- **Document extract**
The Board also received and considered information about the nature and extent of services offered and fees charged by Federated Hermes to other types of clients with investment strategies similar to those of the Federated Hermes Funds, including non-registered fund clients (such as institutional separate accounts) and third-party unaffiliated registered funds for which any of the Advisers or their affiliates serve as sub-adviser. The Board noted the CCO's statement that non-registeredfund clients are inherently different products due to the following differences, among others: (i) types of targeted investors; (ii) applicable laws and regulations; (iii) legal structures; (iv) average account sizes; (v) portfolio management techniques made necessary by different cash flows and different associated costs; (vi) the time spent by portfolio managers and their teams (among other personnel across various departments, including legal, compliance and risk management) in reviewing securities pricing; (vii) SEC mandated risk management programs with respect to fund liquidity and use of derivatives; (viii) questions on regulatory reporting; (ix) a variety of different administrative responsibilities; and (x) degrees of risk associated with management. The Board also considered information regarding the differences in the nature of the services required for Federated Hermes to manage its proprietary registered fund business versus managing a discrete pool of assets as a sub-adviser to another institution's registered fund, noting the CCO's statement that Federated Hermes generally performs significant additional services and assumes substantially greater risks in managing the Fund and other Federated Hermes Funds than in its role as sub-adviser to an unaffiliated third-party registered fund. The Board noted that the CCO emphasized that differences in fees for providing advisory services to other types of clients may not be appropriate when judging the appropriateness of the Federated Hermes Funds' advisory fees because of the different services provided.
In the case of the Fund, the Board noted that Federated Hermes does not manage any other types of clients that are comparable to the Fund.
Based on these considerations, the Board concluded that the fees and total operating expenses of the Fund, in conjunction with other matters considered, are reasonable in light of the services provided.
Profitability
The Board received and considered profitability information furnished by Federated Hermes. Such profitability information included revenues reported on a fund-by-fund basis and estimates of the allocation of expenses made on a fund-by-fund basis, using allocation methodologies specified by the CCO and described to the Board. The Board considered the CCO's statement that, while the cost allocation report applies consistent allocation processes for purposes of general comparison of funds, the inherent difficulties in arbitrarily allocating costs lacks precision and may cause the report to be unreliable because a single change in an allocation estimate can dramatically alter the resulting estimate of cost and/or profitability of a Federated Hermes Fund and may produce unintended consequences. In addition, the Board considered the CCO's statement that the allocation methodologies used by Federated Hermes in estimating profitability for purposes of reporting to the Board in connection with the continuation of the Contracts are consistent with the methodologies previously reviewed by an independent consultant. The Board noted that the independent consultant had previously conducted a review of the allocation methodologies and reported to the Board that, although there is no single best method to allocate expenses, the methodologies used by Federated Hermes are reasonable. The Board considered the CCO's statement that the estimated profitability to the Adviser from its relationship with the Fund was not unreasonable in relation to the services provided.

- **Exercises to complete**
a) In the fund board excerpt, what did the independent consultant report about the allocation methodologies used by Federated Hermes?
b) Write the next passage of the fund board excerpt, starting after its final sentence.
The listing that comes next is separate material, unrelated to the fund board excerpt.

- **Data supplied**
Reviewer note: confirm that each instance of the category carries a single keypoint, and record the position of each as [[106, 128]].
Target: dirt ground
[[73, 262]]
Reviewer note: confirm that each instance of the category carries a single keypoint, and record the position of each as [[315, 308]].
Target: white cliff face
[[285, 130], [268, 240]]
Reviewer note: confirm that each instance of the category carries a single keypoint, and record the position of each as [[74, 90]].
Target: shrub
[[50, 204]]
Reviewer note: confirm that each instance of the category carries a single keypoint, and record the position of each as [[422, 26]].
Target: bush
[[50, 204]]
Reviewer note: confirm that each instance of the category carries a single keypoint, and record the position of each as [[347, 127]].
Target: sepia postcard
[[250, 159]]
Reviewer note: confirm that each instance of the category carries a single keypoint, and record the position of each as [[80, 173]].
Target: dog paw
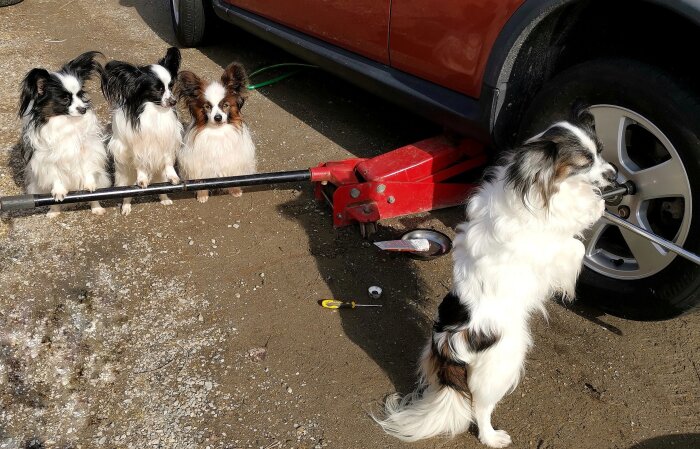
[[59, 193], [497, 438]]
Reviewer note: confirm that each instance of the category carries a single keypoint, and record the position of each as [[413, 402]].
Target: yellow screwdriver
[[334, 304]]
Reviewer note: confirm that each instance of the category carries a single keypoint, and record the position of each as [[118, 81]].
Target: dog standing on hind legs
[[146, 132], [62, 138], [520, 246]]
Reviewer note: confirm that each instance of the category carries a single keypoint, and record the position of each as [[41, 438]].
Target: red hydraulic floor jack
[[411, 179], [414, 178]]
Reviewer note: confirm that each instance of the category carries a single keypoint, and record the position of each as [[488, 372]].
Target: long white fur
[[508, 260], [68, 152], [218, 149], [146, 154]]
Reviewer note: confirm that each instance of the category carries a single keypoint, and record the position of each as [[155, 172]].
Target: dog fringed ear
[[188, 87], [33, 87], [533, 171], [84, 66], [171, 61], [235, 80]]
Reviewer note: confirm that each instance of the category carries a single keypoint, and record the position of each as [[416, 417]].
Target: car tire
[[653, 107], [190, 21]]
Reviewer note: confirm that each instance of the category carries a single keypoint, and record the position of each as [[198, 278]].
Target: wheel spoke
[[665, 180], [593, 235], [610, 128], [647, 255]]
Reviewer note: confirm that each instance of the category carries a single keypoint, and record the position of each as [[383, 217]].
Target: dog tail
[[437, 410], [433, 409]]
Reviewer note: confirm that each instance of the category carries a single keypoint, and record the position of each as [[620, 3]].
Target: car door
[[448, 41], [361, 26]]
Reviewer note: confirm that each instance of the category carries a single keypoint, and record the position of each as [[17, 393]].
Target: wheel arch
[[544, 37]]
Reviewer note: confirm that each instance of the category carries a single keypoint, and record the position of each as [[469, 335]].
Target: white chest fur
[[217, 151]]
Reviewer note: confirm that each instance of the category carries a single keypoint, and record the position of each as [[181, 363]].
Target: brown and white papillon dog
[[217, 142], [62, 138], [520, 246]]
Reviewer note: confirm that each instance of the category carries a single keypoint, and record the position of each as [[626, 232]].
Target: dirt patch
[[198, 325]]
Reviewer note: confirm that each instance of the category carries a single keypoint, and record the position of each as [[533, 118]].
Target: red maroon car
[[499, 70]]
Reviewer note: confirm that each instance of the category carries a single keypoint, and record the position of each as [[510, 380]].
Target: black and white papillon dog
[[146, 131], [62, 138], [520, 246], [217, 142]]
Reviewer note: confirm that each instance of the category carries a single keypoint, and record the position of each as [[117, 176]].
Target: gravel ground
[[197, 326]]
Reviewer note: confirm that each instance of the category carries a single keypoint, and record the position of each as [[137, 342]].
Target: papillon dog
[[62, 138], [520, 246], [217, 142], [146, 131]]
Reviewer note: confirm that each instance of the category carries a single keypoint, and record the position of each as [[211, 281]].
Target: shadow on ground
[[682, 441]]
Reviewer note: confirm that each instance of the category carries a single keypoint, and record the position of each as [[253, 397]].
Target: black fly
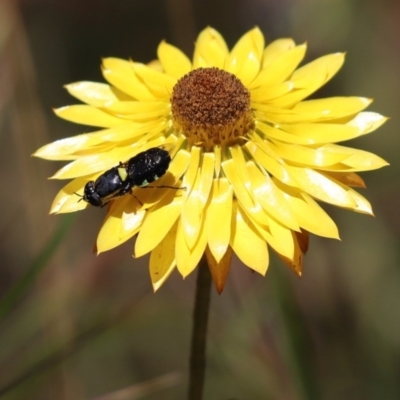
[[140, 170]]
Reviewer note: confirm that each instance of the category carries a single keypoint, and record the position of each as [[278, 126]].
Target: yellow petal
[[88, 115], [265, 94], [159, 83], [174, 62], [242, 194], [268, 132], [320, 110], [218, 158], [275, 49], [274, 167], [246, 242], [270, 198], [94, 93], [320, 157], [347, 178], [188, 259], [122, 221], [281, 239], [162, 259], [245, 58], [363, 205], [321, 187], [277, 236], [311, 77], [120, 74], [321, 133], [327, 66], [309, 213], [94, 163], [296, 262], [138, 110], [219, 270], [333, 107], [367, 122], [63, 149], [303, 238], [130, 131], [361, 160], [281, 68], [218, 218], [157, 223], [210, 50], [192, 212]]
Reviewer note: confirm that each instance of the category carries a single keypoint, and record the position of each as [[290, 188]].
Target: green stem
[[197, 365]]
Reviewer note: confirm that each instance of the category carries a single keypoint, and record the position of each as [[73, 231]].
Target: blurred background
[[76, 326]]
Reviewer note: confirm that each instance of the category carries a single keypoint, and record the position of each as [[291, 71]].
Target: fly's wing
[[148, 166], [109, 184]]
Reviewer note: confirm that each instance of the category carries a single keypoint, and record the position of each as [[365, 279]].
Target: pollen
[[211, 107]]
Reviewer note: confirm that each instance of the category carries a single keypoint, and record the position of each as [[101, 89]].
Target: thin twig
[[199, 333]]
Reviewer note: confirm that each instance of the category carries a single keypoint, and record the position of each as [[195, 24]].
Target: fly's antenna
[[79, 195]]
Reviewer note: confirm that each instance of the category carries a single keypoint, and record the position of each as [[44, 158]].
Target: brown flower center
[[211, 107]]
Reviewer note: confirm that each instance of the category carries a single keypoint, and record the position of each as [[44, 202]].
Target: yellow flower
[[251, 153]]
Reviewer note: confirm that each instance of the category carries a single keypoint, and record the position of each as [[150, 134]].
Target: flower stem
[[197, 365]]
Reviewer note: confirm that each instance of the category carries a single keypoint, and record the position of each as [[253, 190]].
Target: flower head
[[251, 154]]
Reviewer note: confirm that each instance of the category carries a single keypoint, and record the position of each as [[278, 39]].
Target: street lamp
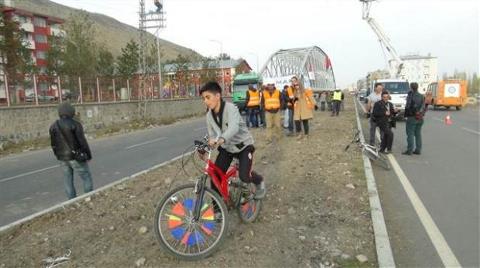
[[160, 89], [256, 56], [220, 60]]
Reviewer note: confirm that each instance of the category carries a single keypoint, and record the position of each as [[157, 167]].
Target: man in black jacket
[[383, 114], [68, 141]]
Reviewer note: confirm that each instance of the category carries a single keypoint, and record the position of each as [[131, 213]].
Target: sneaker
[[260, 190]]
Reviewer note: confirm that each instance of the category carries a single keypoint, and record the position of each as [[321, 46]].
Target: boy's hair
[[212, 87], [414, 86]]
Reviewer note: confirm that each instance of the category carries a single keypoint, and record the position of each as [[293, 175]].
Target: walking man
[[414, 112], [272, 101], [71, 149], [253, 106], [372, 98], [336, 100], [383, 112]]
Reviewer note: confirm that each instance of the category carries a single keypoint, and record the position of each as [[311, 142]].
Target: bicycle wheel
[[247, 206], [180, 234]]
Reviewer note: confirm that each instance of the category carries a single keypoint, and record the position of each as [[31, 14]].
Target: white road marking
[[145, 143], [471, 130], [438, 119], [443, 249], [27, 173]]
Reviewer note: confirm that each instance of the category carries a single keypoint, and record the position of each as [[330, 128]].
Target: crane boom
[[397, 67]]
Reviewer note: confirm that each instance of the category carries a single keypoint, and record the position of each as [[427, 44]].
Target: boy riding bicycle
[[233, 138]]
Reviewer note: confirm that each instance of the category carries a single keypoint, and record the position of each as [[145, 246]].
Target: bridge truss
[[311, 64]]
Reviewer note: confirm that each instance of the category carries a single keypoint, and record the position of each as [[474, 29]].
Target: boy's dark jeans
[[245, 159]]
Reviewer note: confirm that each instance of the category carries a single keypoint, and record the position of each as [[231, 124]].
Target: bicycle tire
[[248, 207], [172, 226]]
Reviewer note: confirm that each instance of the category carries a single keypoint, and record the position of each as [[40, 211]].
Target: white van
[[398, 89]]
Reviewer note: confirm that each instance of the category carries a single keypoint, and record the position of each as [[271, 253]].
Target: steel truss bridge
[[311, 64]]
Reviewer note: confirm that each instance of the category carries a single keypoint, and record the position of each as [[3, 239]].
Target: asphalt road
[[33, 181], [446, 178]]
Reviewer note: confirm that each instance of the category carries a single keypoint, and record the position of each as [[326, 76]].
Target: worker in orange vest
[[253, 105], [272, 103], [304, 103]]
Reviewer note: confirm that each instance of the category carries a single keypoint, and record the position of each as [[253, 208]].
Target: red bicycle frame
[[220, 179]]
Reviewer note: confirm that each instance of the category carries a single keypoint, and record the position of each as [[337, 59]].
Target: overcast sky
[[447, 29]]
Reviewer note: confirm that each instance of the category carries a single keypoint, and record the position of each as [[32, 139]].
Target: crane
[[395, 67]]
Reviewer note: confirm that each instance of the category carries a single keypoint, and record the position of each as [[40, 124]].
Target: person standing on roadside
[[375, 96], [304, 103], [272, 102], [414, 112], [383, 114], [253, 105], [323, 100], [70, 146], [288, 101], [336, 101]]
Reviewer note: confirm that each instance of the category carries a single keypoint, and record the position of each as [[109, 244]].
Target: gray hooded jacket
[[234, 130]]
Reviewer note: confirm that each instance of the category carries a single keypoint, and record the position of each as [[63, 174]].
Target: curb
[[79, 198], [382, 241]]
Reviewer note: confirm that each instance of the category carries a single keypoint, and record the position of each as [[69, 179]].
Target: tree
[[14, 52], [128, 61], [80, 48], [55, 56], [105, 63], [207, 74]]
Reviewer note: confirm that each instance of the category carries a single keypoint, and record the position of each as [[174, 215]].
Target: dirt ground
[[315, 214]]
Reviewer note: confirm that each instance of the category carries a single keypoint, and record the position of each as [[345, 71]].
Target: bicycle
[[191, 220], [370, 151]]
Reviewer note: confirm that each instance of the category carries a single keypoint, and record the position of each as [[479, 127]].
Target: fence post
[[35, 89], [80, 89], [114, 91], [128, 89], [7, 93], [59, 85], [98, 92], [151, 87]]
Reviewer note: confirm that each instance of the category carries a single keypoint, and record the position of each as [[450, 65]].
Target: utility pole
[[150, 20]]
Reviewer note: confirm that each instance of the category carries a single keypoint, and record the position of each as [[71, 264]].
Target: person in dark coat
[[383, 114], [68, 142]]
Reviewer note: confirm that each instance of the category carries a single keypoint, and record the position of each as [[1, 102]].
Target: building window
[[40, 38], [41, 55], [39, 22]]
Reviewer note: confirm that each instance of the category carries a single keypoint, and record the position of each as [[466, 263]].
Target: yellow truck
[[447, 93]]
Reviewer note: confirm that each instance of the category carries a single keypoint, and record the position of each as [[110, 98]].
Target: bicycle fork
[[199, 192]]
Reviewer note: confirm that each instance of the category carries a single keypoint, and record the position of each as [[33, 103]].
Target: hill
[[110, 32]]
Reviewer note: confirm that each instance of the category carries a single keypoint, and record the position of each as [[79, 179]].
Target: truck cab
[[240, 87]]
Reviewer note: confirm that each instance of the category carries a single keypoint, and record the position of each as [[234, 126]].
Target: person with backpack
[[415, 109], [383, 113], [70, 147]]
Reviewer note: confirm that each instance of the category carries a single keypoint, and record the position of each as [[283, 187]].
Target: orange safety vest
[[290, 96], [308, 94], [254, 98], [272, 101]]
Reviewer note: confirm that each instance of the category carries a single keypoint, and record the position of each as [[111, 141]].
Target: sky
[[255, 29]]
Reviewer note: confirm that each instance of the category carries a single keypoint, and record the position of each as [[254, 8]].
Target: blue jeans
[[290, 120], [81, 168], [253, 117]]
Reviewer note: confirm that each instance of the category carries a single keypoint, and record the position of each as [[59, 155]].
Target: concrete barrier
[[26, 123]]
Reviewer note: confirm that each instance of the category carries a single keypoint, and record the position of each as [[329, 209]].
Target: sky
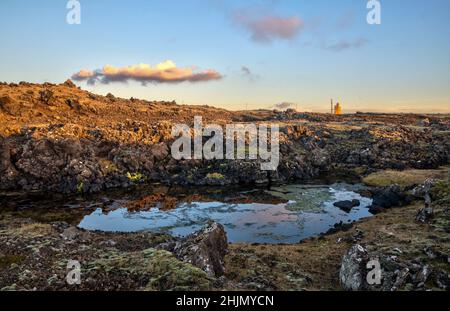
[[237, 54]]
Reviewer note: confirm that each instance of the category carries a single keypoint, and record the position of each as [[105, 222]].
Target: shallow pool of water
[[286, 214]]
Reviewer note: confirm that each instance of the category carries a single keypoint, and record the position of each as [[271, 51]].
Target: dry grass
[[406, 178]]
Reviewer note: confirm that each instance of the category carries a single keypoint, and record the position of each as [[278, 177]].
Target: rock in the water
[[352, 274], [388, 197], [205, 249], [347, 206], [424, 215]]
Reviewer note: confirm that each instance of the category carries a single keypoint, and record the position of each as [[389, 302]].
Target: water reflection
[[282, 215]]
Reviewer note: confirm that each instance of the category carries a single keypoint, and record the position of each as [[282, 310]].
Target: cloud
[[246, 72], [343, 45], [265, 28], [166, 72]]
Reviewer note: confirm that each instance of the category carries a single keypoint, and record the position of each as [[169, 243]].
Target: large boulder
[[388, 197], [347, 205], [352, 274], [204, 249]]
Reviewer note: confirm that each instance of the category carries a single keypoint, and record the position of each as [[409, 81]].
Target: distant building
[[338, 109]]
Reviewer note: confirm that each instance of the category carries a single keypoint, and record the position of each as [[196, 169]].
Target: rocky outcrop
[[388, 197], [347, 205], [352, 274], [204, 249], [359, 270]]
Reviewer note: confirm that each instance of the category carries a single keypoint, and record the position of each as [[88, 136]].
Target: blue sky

- **Outputs by task**
a) It reported that although there is no single best method to allocate expenses, the methodologies used by Federated Hermes are reasonable.

b)
The Board also reviewed information compiled by Federated Hermes comparing its profitability information to other publicly-held fund management companies, including information regarding profitability trends over time. The Board recognized that profitability comparisons among fund management companies are difficult because of the variation in the type of comparative information that is publicly available, and the profitability of any fund management company is affected by numerous factors. The Board considered the CCO's statement that, based on such profitability information, Federated Hermes' profit margins did not appear to be excessive and that Federated Hermes appeared financially sound, with the resources available to fulfill its contractual obligations.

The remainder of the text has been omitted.